> _任务说明 1_
请列出下面文档摘录中所有单独成行的小节标题,按出现顺序排列。

> _文档摘录_
Gym102028J
题意
给 \(m\ \times\ m\) 的网格,上面有 \(n\) 个长方形。
多测,问删去两个,剩下长方形覆盖面积的最小值。
\(3\ \leq\ n\ \leq\ 3\times 10^5,\ 1\ \leq\ m\ \leq\ 1500,\ \sum n\ \leq\ 2\times 10^6,\ \sum m^2\ \leq\ 5\times 10^7\)。
做法1
对每个长方形求出只删这一个长方形减小的面积,再对网格中的被恰好两个长方形覆盖的每个小格子求出覆盖这个格子的两个长方形是什么就行了。
后者可以用扫描线+线段树维护。
时间复杂度 \(O(n\log m\ +\ m^2)\)。
做法2
与求覆盖每个网格中小格长方形个数相似,采用二维差分的想法,如果对于被恰好覆盖两次的小格能知道覆盖这个小格的长方形编号和以及编号的平方和即可。故对每个小格 \((x,\ y)\) 维护三个值 \(f[x][y][0/1/2]\),对于每个长方形做如下操作即可:
++xr;
++yr;
++f[xl][yl][0];
++f[xr][yr][0];
--f[xl][yr][0];
--f[xr][yl][0];
f[xl][yl][1] += i;
f[xr][yr][1] += i;
f[xl][yr][1] -= i;
f[xr][yl][1] -= i;
long long j = (long long) i * i;
f[xl][yl][2] += j;
f[xr][yr][2] += j;
f[xl][yr][2] -= j;
f[xr][yl][2] -= j;
再对每个 \(f[x][y][0]\ =\ 2\) 的解个方程即可。
时间复杂度 \(O(n\ +\ m^2)\)。
代码
#include <bits/stdc++.h>
#ifdef __WIN32
#define LLFORMAT "I64"
#else
#define LLFORMAT "ll"

> _任务说明 2_
请在条目中从含有"Every instance of the green and"的那一行开始,一直到含有"[[179, 171]]"的那一行为止,把"single dot"替换为"single marker",其余内容保持不变,只写出这几行。

> _练习材料_

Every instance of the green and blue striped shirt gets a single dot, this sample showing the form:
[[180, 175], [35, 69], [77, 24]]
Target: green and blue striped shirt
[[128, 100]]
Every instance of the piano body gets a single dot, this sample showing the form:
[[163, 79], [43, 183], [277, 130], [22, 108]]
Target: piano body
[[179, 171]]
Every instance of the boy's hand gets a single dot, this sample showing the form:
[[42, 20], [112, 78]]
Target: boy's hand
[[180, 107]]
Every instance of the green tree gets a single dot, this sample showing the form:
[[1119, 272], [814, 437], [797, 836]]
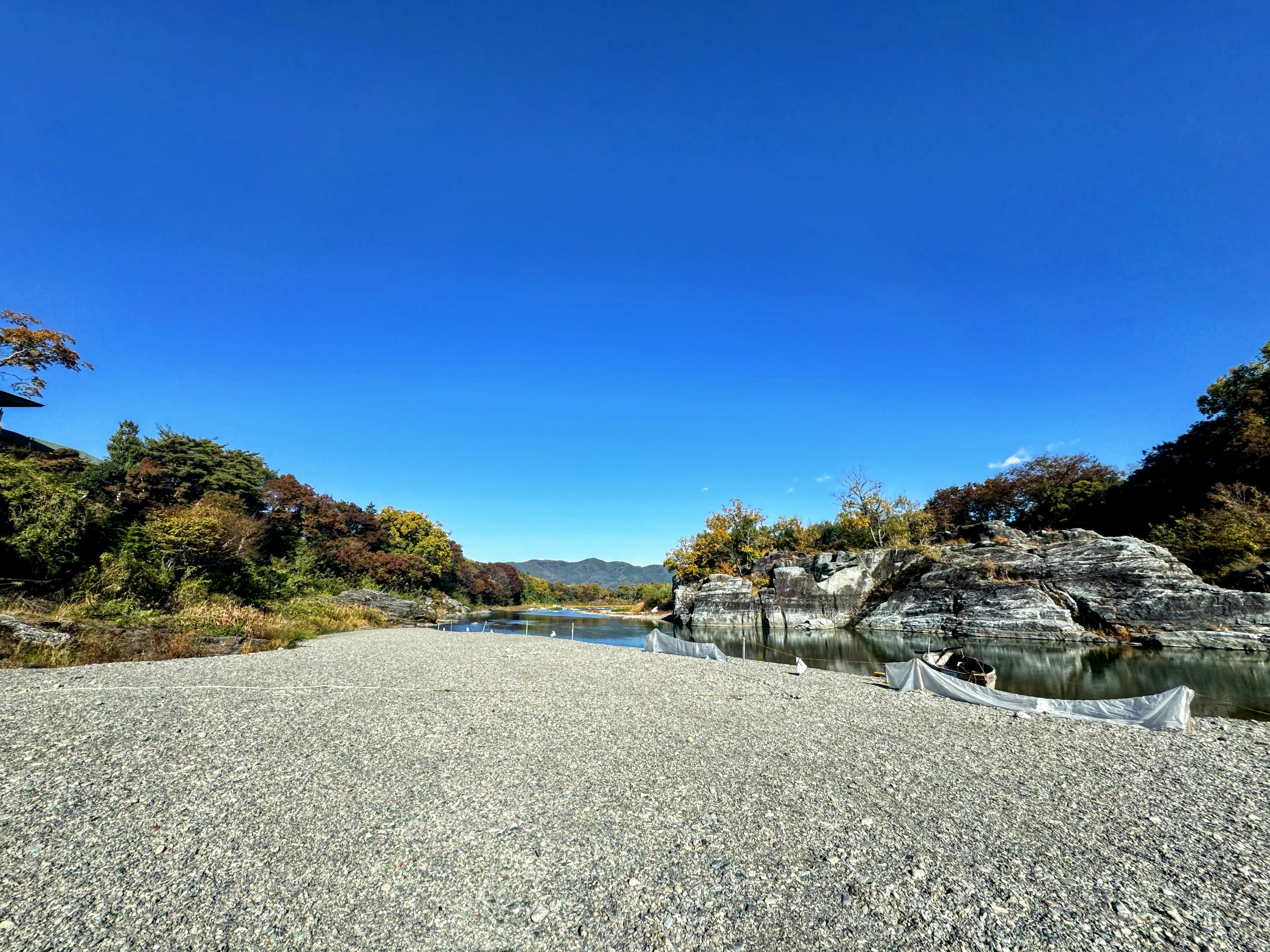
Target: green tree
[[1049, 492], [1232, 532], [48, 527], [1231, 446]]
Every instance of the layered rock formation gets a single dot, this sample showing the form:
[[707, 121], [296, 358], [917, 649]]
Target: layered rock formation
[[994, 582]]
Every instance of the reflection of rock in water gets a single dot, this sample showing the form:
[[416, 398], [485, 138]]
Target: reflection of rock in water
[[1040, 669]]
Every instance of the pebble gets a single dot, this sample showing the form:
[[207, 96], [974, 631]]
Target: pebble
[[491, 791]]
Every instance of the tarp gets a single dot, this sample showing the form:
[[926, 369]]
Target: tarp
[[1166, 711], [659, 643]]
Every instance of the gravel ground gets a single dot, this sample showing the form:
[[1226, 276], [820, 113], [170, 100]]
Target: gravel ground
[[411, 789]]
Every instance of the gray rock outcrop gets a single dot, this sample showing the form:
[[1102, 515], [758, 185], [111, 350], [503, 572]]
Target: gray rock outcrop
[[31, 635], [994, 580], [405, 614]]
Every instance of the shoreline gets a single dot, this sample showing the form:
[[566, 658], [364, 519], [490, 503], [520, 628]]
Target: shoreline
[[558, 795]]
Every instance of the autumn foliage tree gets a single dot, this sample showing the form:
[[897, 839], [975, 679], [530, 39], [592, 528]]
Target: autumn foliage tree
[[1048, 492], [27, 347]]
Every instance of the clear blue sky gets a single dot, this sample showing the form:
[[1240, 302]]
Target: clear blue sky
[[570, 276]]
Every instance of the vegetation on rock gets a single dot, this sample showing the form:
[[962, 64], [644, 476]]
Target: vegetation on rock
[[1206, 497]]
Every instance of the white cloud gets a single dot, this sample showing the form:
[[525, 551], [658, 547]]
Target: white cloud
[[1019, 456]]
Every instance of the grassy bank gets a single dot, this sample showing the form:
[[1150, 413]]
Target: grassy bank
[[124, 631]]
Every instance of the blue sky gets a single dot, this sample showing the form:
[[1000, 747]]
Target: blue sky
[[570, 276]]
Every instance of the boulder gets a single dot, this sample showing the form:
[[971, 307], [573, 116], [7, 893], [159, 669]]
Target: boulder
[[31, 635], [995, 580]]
==
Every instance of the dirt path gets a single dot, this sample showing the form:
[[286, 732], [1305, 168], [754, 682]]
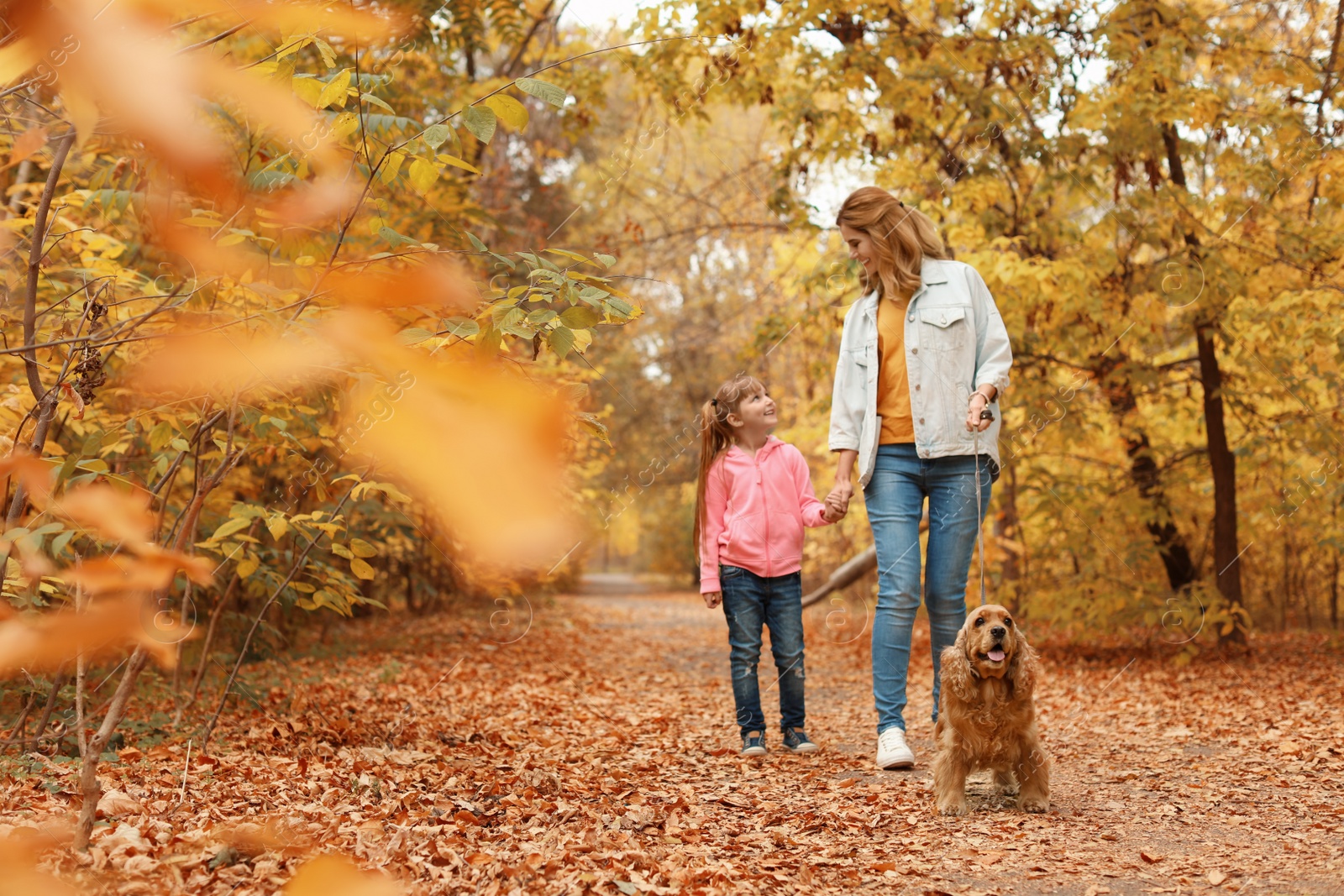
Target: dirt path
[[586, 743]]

> _正确答案 1_
题意、做法1、做法2、代码

> _正确答案 2_
Every instance of the green and blue striped shirt gets a single marker, this sample showing the form:
[[180, 175], [35, 69], [77, 24]]
Target: green and blue striped shirt
[[128, 100]]
Every instance of the piano body gets a single marker, this sample showing the form:
[[163, 79], [43, 183], [277, 130], [22, 108]]
Target: piano body
[[179, 171]]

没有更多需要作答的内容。